REQUEST 1:
Answer these questions from the text on code generator tables:
(a) What might an sdl instruction be split into when there is no 4-byte quantity on the stack?
(b) When the code generator has a choice between two possibilities to generate code, which one does it choose?
(c) In which section must the cost of the address mode be specified?
REQUEST 2: In the text on code generator tables, update everything from "The cost field can" down to "code rule itself." by replacing "cost field" with "cost entry" each time it appears.

TEXT SEGMENT:
[start]

In exceptional cases it might be useful to leave part of an empattern undone. For example, a sdl instruction might be split into two stl instructions when there is no 4-byte quantity on the stack. The emreplacement part allows one to express this. Example:
stl $1 stl $1+2
The instructions are inserted in the stream so that they can match the first part of a pattern in the next step. Note that since the code generator traverses the EM instructions in a strict linear fashion, it is impossible to let the EM replacement match later parts of a pattern. So if there is a pattern
loc stl $1==0
and the input is
loc 0 sdl 4
the loc 0 will be processed first, then the sdl might be split into two stl’s but the pattern cannot match now.
The cost field can be specified when there is more than one code rule with the same empattern. If the code generator has a choice between two possibilities to generate code it will choose the cheapest according to the cost field. The cost for a code generation is the sum of the costs of all the coercions needed, plus the cost for freeing registers plus the cost of the code rule itself.
The format of the costfield is
or |
( nbytes, time ) + %[i]
with time in the metric desired, like nanoseconds or states. See constants section above. The %[i] in the second example is used for adding the cost of a certain address mode used in the code generated. This can of course be repeated if desired. The cost of the address mode must then be specified in the token definition section.
A list of examples for the PDP-11 is given here. Far from being complete it gives examples of most kinds of instructions.
adi $1==2 | SREG,SOURCE2 |
"add %[2],%[1]" erase(%[1]) setcc(%[1]) |
||
| %[1] | | (2,450) + %[2] |
... | SOURCE2,SREG |
"add %[1],%[2]" erase(%[2]) setcc(%[2]) |
|
| %[2] | | (2,450) + %[1] |
is an example of the use of the ‘...’ construct and shows how to place erase() and setcc() calls.
dvi $1==2 | SOURCE2,SPAIRSIGNED |
"div %[1],%[2]" erase(%[2]) |
||
| %[2.regeven] | | |
cmi tgt $1==2 | SOURCE2,SOURCE2 | allocate(REG={CONST,0})
"cmp %[2],%[1];ble 1f;inc %[a];1:" erase(%[a]) |
|
| %[a] | | |
cal | STACK |
"jsr pc,$1" |
|
| | | |
lol | | | { REGOFF2, LB, $1 } | |
stl | SOURCE2 |
remove(REGOFF2,%[off]==$1) |
|
move(%[1],{REGOFF2,LB,$1}) |
|
| | | |
| SOURCE2 |
allocate(%[1],REGPAIR) |
|
move(%[1],%[a.2]) |
|
test(%[a.2]) |
|
"sxt %[a.even]" | { PAIRSIGNED, %[a.1], %[a.2] }| | |
This coercion shows how to use the move and test calls. At first one might think that the testcall is unnecessary, since the move will have set the condition codes, but the move may never have been executed if the register already contained the value, in which case it is necessary to do the test. If the move was executed the test will be omitted.
| SOURCE2 | allocate(%[1],REG=%[1]) | %[a] | | sdl | SOURCE2 | | %[1] | stl $1 stl $1+2 | exg $1==2 | SOURCE2 SOURCE2 | | %[1] %[2] | |
This last example again shows the difference in the order of the stack pattern and the stack replacement.
When issuing a move() call as described above or a register allocation with initialization, the code generator has to know which instruction to use for the move. The code will of course only be generated if it cannot be omitted. This is listed in the move section of the tables by giving a list of tuples:
( source, destination, codepart [ , costfield ] )

[end]

COLLECTED MATERIAL:

[start]

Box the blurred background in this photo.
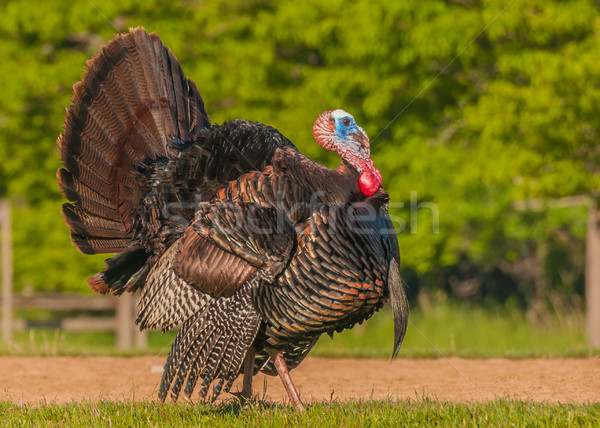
[0,0,600,356]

[end]

CORRECT OUTPUT 1:
(a) Two stl instructions.
(b) The cheapest according to the cost field.
(c) The token definition section.

CORRECT OUTPUT 2:
The cost entry can be specified when there is more than one code rule with the same empattern. If the code generator has a choice between two possibilities to generate code it will choose the cheapest according to the cost entry. The cost for a code generation is the sum of the costs of all the coercions needed, plus the cost for freeing registers plus the cost of the code rule itself.